*Work request*: Please print the data shown below without any alteration.

*Data entries*:
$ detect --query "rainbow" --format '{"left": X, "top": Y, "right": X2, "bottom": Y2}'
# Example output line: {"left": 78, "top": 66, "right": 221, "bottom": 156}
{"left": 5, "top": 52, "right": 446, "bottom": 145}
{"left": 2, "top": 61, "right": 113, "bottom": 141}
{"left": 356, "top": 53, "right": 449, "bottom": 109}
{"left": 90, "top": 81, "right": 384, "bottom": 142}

*Response to the exercise*:
$ detect --query "rainbow" --format '{"left": X, "top": Y, "right": X2, "bottom": Y2}'
# Example output line: {"left": 78, "top": 66, "right": 221, "bottom": 156}
{"left": 5, "top": 52, "right": 446, "bottom": 145}
{"left": 2, "top": 61, "right": 113, "bottom": 141}
{"left": 356, "top": 53, "right": 449, "bottom": 109}
{"left": 90, "top": 81, "right": 384, "bottom": 142}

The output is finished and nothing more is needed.